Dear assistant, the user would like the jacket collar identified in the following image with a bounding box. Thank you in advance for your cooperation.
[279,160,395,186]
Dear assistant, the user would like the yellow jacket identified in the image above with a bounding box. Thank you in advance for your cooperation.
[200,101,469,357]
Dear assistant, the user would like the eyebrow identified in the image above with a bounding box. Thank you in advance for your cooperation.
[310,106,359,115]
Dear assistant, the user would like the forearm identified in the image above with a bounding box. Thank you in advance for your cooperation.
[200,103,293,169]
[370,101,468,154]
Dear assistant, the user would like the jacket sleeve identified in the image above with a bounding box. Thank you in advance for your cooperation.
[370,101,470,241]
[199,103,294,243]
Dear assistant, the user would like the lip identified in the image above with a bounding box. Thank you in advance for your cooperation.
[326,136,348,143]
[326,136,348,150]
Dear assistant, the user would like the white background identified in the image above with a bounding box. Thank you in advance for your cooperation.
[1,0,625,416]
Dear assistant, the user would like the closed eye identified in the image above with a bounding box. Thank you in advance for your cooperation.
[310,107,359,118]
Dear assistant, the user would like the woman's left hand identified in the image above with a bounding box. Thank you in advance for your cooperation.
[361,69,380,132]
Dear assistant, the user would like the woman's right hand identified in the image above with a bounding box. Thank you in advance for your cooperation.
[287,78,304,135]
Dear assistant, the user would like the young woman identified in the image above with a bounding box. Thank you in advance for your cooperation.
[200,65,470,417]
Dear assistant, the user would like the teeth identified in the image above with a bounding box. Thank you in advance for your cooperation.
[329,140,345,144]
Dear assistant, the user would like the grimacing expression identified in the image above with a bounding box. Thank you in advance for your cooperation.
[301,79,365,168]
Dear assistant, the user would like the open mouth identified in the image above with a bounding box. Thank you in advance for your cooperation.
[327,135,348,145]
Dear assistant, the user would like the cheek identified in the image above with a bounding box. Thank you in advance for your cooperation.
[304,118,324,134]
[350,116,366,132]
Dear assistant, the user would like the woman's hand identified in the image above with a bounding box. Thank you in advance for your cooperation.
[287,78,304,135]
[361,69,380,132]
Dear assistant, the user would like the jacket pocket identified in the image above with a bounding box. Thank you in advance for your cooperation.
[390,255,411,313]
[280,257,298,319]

:::::

▸ **WHAT YOU ARE ASKED TO DO**
Lines before the one containing "Dear assistant, the user would like the jacket pocket" are left out. Repeat that line and all lines after it in the records above exactly.

▸ **TASK ANSWER**
Dear assistant, the user would like the jacket pocket identified in the image above with a bounding box. Thank you in advance for your cooperation.
[390,255,411,313]
[280,257,298,319]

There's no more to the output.